* begin DATASET RECORDS *
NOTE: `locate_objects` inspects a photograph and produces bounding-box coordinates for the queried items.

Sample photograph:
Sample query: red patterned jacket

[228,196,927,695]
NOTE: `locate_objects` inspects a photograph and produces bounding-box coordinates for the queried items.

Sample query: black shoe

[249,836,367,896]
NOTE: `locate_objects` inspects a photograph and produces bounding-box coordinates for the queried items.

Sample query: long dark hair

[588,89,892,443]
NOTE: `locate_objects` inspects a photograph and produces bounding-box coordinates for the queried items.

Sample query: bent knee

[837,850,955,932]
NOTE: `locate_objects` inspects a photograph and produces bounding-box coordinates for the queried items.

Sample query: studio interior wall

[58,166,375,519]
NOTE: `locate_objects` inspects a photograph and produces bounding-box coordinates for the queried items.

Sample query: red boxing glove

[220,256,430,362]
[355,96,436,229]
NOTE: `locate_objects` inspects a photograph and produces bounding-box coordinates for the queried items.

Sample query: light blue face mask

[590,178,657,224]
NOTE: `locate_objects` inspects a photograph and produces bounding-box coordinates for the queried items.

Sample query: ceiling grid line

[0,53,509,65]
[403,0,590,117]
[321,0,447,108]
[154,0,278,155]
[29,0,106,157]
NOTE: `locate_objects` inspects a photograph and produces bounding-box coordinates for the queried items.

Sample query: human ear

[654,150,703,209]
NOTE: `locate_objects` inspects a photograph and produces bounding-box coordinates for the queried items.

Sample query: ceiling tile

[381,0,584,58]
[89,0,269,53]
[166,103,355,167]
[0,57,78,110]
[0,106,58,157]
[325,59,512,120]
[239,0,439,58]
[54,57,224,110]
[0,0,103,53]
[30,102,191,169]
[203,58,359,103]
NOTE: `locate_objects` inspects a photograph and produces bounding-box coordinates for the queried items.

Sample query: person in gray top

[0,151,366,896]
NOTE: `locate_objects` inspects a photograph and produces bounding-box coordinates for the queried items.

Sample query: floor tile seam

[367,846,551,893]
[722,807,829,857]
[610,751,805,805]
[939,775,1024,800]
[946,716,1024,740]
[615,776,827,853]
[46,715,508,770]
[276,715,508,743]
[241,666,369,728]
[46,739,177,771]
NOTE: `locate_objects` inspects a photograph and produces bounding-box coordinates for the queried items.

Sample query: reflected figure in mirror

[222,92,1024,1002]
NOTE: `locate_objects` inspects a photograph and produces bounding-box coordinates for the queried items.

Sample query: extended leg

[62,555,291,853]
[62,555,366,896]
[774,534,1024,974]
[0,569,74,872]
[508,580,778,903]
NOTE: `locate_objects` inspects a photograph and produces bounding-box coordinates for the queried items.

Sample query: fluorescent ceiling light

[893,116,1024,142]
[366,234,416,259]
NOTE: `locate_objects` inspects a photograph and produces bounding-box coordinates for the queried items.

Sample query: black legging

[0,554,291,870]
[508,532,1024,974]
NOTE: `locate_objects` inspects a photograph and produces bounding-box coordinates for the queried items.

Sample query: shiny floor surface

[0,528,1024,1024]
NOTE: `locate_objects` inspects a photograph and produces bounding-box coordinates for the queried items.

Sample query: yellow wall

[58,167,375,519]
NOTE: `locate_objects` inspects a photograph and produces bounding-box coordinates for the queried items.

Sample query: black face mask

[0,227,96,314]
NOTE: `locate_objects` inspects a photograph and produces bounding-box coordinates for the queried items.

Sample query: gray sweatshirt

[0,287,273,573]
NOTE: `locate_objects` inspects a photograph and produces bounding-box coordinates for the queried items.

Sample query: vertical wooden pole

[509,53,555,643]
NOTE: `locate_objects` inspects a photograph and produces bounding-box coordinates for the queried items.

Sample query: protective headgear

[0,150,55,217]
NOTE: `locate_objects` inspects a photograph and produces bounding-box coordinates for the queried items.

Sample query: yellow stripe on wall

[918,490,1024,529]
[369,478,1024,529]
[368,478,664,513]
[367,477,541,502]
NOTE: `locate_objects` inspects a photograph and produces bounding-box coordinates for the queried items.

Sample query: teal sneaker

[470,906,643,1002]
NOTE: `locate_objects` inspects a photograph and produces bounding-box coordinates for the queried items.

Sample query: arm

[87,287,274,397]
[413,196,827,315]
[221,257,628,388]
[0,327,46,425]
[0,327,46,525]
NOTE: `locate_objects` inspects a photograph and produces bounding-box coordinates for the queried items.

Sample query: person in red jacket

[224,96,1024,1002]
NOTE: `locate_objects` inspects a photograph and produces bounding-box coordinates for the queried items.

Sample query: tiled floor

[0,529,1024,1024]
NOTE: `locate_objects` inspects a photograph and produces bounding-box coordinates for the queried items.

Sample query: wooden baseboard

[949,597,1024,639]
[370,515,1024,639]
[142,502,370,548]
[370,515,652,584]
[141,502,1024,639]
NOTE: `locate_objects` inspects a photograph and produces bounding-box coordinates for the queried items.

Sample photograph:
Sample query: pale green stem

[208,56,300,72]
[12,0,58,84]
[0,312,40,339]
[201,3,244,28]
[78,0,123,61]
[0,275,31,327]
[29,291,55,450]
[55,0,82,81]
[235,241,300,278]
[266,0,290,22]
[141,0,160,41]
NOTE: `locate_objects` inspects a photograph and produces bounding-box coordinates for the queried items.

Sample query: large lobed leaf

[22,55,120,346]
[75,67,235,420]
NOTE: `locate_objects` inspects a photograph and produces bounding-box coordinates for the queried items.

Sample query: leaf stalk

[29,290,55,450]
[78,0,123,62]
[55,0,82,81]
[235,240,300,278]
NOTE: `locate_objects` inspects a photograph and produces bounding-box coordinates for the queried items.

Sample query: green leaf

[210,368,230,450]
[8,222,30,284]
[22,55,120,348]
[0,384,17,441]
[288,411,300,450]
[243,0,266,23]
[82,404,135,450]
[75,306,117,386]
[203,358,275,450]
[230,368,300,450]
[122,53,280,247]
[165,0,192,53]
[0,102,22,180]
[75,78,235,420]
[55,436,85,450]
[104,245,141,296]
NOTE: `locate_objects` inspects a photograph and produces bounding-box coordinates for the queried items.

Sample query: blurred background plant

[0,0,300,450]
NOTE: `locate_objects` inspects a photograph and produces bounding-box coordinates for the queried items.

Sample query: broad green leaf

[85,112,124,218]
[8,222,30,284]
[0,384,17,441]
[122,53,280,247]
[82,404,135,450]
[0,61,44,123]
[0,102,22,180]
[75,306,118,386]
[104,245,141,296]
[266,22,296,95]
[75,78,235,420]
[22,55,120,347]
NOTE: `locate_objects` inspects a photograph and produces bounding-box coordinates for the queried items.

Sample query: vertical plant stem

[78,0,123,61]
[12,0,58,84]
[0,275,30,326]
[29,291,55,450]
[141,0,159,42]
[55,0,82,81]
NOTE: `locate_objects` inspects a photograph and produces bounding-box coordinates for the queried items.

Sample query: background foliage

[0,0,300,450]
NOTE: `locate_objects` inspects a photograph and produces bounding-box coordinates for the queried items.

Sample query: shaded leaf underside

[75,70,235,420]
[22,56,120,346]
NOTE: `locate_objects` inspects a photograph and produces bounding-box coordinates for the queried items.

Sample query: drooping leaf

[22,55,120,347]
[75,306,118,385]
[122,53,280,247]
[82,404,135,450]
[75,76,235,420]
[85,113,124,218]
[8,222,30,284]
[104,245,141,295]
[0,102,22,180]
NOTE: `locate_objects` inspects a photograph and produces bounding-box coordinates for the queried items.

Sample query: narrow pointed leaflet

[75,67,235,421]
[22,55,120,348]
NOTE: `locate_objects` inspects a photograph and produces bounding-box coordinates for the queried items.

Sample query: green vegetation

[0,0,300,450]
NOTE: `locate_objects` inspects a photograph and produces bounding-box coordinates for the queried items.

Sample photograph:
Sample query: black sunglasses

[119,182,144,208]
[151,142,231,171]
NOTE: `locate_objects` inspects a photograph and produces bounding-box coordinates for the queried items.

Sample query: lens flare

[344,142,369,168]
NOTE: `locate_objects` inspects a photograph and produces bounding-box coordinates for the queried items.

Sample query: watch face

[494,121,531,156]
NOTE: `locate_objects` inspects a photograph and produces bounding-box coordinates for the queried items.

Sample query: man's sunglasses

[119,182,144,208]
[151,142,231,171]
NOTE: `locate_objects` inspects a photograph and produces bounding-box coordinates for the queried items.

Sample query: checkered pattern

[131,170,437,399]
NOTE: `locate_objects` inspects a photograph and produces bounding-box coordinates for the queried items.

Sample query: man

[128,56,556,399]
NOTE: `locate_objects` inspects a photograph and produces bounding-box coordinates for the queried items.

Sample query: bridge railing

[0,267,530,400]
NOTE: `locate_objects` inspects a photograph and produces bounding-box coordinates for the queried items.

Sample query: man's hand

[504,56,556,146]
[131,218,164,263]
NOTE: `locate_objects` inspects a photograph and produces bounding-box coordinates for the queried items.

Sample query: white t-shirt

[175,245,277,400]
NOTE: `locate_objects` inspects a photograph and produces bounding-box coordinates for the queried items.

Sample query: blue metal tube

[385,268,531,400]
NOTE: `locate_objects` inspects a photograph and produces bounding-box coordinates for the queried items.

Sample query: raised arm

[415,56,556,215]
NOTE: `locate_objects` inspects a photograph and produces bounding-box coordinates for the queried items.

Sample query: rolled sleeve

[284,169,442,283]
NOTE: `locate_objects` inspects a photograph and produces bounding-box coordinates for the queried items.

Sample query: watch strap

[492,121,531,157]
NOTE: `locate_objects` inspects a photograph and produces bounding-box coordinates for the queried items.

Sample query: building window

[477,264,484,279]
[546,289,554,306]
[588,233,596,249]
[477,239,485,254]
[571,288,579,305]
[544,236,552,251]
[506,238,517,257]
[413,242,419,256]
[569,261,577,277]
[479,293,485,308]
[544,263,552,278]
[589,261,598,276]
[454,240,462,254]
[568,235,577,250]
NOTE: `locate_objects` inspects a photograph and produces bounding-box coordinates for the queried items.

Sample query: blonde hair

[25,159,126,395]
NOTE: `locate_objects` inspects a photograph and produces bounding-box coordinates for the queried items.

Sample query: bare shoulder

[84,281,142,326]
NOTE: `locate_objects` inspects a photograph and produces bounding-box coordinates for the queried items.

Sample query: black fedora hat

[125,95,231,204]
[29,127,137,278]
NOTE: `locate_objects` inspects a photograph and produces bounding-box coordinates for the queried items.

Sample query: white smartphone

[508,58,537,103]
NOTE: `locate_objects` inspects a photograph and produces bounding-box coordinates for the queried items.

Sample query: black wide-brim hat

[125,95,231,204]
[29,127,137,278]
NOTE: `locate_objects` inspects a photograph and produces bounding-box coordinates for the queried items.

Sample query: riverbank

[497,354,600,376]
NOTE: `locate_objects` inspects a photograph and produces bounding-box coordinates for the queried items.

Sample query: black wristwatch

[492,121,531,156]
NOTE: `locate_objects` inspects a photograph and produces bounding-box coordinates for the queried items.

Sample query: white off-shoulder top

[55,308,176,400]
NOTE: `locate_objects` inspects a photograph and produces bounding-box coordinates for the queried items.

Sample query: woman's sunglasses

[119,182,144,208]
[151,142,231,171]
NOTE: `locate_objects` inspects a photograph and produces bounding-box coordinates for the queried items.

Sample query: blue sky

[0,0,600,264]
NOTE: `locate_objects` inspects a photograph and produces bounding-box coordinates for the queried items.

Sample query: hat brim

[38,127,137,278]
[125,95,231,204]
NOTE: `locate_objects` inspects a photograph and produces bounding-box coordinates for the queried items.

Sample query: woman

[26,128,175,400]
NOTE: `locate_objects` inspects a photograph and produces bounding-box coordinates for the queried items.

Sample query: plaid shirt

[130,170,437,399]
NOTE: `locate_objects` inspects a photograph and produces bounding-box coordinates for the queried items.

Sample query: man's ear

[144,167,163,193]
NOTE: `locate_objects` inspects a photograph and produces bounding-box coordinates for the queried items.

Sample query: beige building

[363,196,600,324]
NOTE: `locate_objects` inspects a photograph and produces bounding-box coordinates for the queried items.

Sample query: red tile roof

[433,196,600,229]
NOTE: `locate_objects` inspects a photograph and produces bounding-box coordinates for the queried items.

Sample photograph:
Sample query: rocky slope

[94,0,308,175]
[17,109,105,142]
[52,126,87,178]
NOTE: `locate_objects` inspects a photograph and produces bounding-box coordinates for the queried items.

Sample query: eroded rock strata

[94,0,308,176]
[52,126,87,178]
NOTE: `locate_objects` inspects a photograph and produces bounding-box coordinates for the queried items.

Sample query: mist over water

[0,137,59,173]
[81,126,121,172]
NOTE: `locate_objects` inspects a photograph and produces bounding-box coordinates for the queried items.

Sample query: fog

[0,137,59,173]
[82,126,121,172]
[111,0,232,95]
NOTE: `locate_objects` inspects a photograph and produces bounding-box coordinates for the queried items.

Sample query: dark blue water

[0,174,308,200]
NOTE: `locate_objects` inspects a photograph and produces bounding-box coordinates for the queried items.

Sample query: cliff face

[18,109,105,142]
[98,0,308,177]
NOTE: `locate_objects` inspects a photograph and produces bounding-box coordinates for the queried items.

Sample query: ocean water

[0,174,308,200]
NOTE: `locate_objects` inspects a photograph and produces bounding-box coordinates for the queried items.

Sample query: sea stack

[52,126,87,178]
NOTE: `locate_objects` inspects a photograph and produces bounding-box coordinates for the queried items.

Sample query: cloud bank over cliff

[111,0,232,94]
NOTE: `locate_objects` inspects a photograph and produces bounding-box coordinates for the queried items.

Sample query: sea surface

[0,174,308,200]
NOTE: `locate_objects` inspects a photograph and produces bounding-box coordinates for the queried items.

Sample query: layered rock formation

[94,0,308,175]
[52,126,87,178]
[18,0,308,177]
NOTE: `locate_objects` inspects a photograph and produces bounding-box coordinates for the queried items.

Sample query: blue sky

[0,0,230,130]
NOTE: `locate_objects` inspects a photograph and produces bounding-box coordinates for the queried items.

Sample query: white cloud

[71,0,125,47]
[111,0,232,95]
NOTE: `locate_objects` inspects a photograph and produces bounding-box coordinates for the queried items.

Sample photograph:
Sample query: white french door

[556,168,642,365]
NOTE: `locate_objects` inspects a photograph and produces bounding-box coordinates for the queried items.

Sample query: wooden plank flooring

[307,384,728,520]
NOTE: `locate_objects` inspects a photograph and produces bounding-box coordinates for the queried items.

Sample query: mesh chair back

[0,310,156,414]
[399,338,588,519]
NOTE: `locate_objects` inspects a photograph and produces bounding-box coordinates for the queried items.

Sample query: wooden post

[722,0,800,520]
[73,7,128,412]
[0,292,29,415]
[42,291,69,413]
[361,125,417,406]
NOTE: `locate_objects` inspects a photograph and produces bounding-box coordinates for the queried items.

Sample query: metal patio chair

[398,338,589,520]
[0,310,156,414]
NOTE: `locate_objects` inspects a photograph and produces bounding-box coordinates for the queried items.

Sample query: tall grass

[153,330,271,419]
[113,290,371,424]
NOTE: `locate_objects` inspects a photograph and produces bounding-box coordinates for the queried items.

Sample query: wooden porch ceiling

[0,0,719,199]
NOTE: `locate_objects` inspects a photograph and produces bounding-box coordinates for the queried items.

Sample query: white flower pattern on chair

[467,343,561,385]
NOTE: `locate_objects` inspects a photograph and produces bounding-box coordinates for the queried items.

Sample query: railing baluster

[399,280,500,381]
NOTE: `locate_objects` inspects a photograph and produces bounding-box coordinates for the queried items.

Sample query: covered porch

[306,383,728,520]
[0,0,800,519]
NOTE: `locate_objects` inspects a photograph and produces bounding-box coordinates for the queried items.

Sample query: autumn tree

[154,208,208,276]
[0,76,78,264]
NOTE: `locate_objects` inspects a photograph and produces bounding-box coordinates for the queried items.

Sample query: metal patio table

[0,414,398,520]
* end DATASET RECORDS *
* **EXERCISE REQUIREMENTS**: Please pull out every line of the records above that contains the word "surface", and copy each such line in full.

* **WRITTEN RESPONSE**:
Sample query: shiny floor surface
Sample query: sea surface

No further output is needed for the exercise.